Point placement records
☆ ☆ ☆ ☆

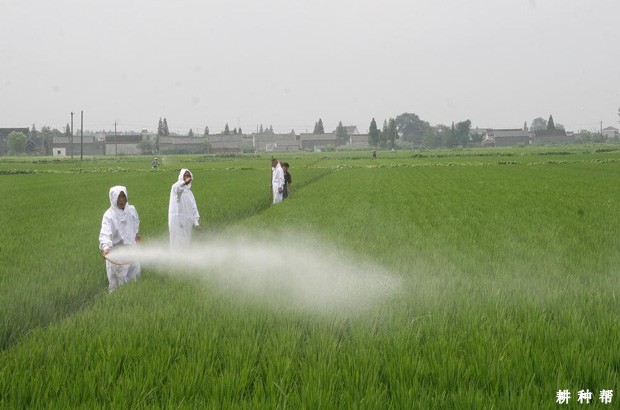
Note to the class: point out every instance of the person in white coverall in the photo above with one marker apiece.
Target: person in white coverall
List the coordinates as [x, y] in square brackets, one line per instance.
[277, 181]
[182, 211]
[119, 227]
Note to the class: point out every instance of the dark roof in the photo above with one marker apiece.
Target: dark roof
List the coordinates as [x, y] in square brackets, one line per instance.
[550, 133]
[123, 138]
[4, 132]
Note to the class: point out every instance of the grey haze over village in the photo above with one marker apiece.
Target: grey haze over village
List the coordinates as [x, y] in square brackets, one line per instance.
[287, 63]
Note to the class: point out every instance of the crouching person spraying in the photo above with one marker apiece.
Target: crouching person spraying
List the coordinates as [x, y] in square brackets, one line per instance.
[119, 227]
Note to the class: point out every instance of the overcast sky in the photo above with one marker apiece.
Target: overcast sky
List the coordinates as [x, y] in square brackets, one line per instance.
[287, 63]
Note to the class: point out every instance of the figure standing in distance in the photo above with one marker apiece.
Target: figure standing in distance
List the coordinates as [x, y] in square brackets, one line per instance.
[119, 227]
[288, 180]
[182, 211]
[277, 181]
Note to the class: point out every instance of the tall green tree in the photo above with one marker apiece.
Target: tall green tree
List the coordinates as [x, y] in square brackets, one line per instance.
[373, 133]
[17, 142]
[165, 127]
[383, 136]
[318, 127]
[341, 133]
[411, 128]
[392, 133]
[538, 124]
[47, 139]
[33, 142]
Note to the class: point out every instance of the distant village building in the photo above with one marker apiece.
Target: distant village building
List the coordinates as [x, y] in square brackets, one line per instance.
[227, 143]
[122, 144]
[134, 144]
[358, 141]
[275, 142]
[506, 137]
[550, 137]
[316, 142]
[82, 145]
[611, 132]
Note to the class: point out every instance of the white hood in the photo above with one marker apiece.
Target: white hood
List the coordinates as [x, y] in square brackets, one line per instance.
[189, 186]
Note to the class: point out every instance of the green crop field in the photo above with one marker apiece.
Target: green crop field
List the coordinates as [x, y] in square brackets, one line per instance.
[429, 279]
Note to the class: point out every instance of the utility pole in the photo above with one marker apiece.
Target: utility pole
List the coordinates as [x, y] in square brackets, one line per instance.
[81, 135]
[71, 142]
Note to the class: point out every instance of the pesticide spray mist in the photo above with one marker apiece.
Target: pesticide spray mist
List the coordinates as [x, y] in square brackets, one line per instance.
[305, 275]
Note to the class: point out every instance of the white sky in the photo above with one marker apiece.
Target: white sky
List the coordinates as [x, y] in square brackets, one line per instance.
[288, 63]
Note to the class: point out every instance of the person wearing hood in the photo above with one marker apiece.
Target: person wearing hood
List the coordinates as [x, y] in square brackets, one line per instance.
[277, 181]
[182, 211]
[119, 227]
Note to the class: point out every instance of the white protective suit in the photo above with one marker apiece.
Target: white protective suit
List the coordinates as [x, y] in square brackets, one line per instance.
[119, 228]
[182, 212]
[277, 183]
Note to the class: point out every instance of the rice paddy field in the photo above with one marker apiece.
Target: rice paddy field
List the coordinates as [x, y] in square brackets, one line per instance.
[428, 279]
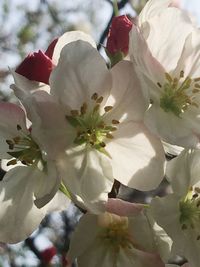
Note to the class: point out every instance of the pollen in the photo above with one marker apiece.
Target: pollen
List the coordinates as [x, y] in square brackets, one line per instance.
[92, 129]
[179, 93]
[190, 211]
[23, 149]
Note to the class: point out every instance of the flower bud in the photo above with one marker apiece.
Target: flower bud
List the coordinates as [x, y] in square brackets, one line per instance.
[48, 254]
[37, 66]
[118, 36]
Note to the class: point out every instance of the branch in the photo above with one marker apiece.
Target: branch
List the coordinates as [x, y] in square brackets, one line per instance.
[121, 4]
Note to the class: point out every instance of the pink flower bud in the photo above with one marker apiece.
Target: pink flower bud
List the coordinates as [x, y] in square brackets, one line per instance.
[48, 254]
[37, 66]
[118, 36]
[50, 49]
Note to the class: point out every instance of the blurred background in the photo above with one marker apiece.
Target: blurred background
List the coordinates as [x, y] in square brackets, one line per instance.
[27, 26]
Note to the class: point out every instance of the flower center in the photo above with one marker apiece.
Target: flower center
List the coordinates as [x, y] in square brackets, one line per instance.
[190, 211]
[24, 149]
[115, 232]
[90, 125]
[179, 93]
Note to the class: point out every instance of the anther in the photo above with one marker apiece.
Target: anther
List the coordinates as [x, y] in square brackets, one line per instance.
[108, 108]
[195, 195]
[83, 108]
[19, 127]
[11, 162]
[159, 84]
[110, 136]
[168, 77]
[115, 122]
[74, 113]
[102, 144]
[181, 74]
[184, 227]
[99, 100]
[94, 96]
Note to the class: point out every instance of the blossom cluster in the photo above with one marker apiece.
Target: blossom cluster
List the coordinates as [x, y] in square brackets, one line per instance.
[83, 123]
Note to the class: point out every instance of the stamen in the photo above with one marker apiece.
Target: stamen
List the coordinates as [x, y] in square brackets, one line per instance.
[115, 122]
[74, 113]
[108, 108]
[94, 96]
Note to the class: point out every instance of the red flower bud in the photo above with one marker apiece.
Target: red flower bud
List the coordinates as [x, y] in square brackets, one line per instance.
[48, 254]
[118, 36]
[37, 66]
[50, 49]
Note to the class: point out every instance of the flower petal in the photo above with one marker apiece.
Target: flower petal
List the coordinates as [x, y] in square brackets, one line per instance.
[47, 185]
[87, 174]
[137, 156]
[67, 38]
[75, 79]
[18, 215]
[151, 9]
[11, 115]
[126, 94]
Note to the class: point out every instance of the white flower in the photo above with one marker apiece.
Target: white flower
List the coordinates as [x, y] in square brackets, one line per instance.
[68, 37]
[110, 240]
[107, 139]
[26, 188]
[179, 213]
[165, 48]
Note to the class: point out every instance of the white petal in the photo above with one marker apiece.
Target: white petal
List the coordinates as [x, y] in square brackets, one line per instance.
[144, 60]
[79, 75]
[151, 9]
[47, 185]
[11, 115]
[126, 95]
[18, 215]
[170, 128]
[83, 236]
[137, 156]
[67, 38]
[88, 175]
[27, 85]
[162, 40]
[189, 60]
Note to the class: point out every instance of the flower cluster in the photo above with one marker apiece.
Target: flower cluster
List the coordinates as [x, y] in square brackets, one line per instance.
[82, 126]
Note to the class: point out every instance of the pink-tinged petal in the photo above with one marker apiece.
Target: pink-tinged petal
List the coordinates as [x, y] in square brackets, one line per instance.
[36, 67]
[11, 115]
[145, 62]
[75, 79]
[67, 38]
[126, 95]
[50, 50]
[123, 208]
[26, 85]
[137, 156]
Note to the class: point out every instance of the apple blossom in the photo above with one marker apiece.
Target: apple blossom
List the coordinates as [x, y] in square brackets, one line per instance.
[179, 213]
[107, 139]
[112, 240]
[25, 189]
[168, 68]
[33, 73]
[118, 38]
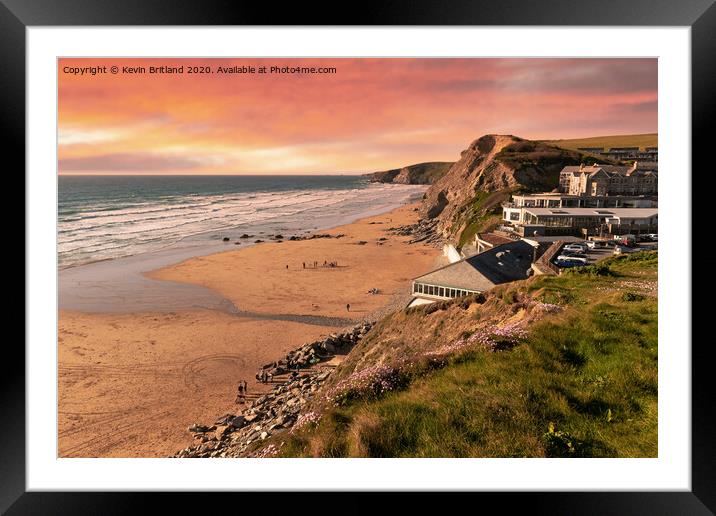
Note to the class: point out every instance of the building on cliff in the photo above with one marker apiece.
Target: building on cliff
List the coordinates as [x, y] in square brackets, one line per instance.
[503, 263]
[603, 180]
[586, 221]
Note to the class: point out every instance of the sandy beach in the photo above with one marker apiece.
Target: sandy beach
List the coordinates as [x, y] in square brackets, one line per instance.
[131, 383]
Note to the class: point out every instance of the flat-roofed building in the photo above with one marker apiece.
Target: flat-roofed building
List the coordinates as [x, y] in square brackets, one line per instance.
[514, 211]
[590, 220]
[479, 273]
[485, 241]
[602, 180]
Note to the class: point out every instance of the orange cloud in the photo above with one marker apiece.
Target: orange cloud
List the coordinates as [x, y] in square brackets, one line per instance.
[371, 114]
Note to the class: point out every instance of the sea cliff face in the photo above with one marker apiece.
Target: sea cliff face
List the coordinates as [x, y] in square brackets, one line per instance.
[418, 174]
[493, 163]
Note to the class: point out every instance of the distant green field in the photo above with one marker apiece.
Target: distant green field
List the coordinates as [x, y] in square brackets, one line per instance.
[620, 140]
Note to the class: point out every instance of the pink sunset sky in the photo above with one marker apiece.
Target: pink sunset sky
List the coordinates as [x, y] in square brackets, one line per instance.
[373, 114]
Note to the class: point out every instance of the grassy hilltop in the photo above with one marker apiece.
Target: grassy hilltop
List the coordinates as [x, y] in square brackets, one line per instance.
[461, 379]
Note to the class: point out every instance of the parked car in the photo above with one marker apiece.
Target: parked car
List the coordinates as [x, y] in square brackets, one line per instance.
[599, 244]
[569, 263]
[576, 248]
[568, 258]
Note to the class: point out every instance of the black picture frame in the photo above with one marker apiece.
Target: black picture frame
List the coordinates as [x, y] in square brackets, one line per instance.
[699, 15]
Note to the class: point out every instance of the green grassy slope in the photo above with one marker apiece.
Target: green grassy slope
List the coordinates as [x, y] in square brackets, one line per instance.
[581, 383]
[620, 140]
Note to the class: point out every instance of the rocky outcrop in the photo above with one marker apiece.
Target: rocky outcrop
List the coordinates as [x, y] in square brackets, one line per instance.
[493, 163]
[418, 174]
[422, 231]
[279, 410]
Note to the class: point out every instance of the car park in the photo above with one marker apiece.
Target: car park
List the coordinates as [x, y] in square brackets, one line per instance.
[620, 249]
[599, 244]
[569, 258]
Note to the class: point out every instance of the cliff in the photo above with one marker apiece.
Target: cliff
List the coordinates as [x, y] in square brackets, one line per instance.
[418, 174]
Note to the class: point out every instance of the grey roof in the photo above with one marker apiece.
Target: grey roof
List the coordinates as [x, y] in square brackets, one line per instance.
[629, 213]
[501, 264]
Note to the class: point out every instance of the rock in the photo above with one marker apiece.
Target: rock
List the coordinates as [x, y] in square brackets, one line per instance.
[223, 430]
[200, 429]
[238, 421]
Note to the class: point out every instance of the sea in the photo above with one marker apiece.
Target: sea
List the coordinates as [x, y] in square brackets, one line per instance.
[110, 217]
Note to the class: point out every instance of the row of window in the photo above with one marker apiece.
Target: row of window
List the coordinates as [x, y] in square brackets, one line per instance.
[432, 290]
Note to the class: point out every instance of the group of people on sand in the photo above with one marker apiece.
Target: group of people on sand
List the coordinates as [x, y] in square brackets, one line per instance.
[242, 390]
[264, 376]
[314, 265]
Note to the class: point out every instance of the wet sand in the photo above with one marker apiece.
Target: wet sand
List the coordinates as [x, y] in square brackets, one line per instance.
[131, 383]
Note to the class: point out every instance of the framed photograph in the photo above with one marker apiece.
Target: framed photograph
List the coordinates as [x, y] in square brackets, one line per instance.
[414, 250]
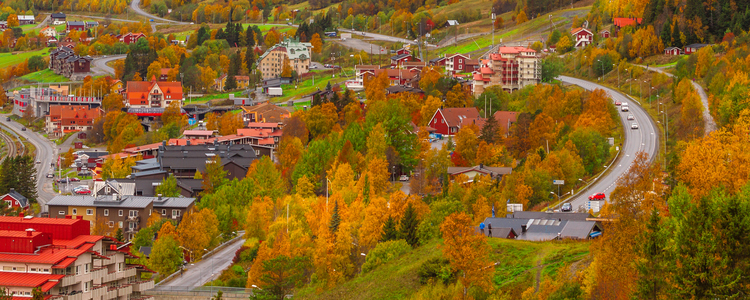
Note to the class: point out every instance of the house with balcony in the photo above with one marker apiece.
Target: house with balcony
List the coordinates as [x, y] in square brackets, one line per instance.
[62, 259]
[583, 36]
[511, 67]
[119, 211]
[153, 94]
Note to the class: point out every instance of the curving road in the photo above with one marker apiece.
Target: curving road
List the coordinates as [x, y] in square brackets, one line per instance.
[45, 152]
[645, 138]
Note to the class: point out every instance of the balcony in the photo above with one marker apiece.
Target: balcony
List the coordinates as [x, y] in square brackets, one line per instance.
[143, 286]
[99, 292]
[124, 291]
[68, 280]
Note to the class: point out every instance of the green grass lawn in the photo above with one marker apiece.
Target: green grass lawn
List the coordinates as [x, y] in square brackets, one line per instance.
[44, 76]
[516, 270]
[11, 59]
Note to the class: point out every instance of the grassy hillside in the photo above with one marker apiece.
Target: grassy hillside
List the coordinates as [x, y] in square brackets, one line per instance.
[14, 58]
[520, 265]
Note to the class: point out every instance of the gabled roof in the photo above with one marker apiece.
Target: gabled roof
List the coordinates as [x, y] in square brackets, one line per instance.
[454, 115]
[20, 198]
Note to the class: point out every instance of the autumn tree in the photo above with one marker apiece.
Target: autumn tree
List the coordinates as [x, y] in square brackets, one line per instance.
[317, 43]
[467, 251]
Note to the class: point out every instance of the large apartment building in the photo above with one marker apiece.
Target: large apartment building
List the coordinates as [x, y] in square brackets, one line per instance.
[511, 67]
[59, 257]
[271, 63]
[118, 209]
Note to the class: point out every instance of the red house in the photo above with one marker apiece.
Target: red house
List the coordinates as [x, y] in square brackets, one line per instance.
[583, 36]
[448, 121]
[130, 37]
[14, 199]
[672, 51]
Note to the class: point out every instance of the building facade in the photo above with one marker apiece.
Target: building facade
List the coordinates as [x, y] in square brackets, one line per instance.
[512, 68]
[62, 259]
[271, 63]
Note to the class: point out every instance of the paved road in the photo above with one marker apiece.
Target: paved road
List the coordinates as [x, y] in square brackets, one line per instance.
[100, 64]
[643, 139]
[45, 152]
[709, 124]
[197, 274]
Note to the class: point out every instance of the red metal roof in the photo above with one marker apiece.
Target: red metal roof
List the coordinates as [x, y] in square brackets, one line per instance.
[11, 279]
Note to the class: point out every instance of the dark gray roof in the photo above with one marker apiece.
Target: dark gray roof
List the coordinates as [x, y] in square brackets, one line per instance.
[20, 198]
[544, 229]
[400, 56]
[126, 201]
[549, 215]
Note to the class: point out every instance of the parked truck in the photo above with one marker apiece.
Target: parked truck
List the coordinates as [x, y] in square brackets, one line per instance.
[275, 91]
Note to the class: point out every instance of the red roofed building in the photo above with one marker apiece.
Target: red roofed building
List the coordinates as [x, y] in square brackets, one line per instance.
[512, 68]
[61, 258]
[622, 22]
[63, 119]
[583, 36]
[130, 37]
[144, 94]
[448, 121]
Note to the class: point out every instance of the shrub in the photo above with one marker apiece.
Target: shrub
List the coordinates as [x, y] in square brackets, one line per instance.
[385, 252]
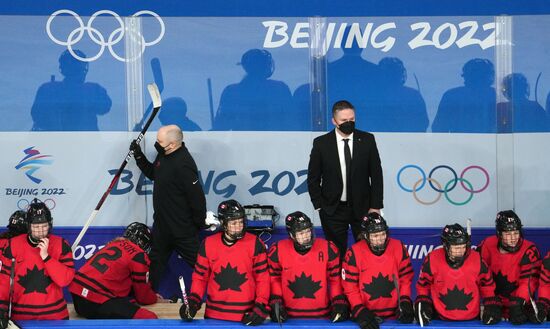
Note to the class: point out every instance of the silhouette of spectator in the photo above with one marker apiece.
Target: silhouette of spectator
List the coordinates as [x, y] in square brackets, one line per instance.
[519, 114]
[71, 104]
[174, 112]
[399, 108]
[469, 109]
[301, 100]
[355, 79]
[256, 103]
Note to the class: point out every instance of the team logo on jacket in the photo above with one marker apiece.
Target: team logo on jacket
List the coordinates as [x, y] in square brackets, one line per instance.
[304, 287]
[229, 278]
[380, 286]
[456, 299]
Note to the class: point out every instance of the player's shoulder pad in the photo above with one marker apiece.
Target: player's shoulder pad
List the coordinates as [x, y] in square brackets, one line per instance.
[259, 247]
[140, 258]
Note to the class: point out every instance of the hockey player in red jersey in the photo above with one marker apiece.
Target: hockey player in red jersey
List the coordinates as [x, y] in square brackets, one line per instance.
[102, 288]
[514, 263]
[305, 275]
[453, 282]
[377, 276]
[544, 289]
[44, 265]
[16, 226]
[233, 265]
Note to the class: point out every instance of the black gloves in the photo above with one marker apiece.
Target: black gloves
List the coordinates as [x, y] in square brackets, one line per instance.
[406, 314]
[277, 306]
[340, 309]
[255, 317]
[517, 316]
[366, 319]
[188, 314]
[134, 147]
[3, 319]
[492, 310]
[424, 310]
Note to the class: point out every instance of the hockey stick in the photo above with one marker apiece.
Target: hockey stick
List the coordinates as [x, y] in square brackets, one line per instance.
[11, 324]
[184, 296]
[210, 100]
[159, 81]
[535, 308]
[157, 103]
[396, 284]
[420, 320]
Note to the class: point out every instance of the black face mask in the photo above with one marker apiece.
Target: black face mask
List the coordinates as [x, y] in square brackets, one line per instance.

☆ ☆ ☆ ☆

## TASK INSTRUCTIONS:
Every line from the one containing "Note to the class: point out every instance of the player's" through the end of the entries above must be echoed exactly, with both ends kept.

## TASK RESULT:
Note to the class: point out every instance of the player's shoulder pad in the photo above with one marker apiece.
Target: player's shoulder pad
List the coordinates as [x, y] in square brackets, one line per instance.
[259, 247]
[140, 258]
Note to the class: point out every instance of the hockey player in red jersey in the photo above with one marker apiece.
Target: hockey player in red jersey
List the coordinates as [x, y] in square brackets, one line per instance.
[102, 288]
[514, 263]
[305, 275]
[453, 282]
[377, 276]
[544, 289]
[44, 265]
[16, 226]
[233, 265]
Note to the class: point out every instance of the black gloves in the photo above with one marker apiece.
Target: black gloves
List the coordinates as [x, y] in square brackets, one line per instance.
[406, 314]
[277, 306]
[340, 309]
[255, 317]
[517, 316]
[366, 319]
[188, 314]
[134, 147]
[3, 319]
[492, 310]
[424, 310]
Note to the class: point out every instance of the hockey stick in the photo above with one marker apiece.
Target: hockey stick
List the coordinates as [x, y] in square brackets, one line per instance.
[11, 324]
[184, 296]
[210, 100]
[159, 81]
[535, 308]
[157, 103]
[396, 284]
[420, 320]
Note to the class: point out every instance of the black face mask in the photo above with one marker apiece.
Target: black face mask
List the coordinates as [x, y] in square brackets, one line per instance.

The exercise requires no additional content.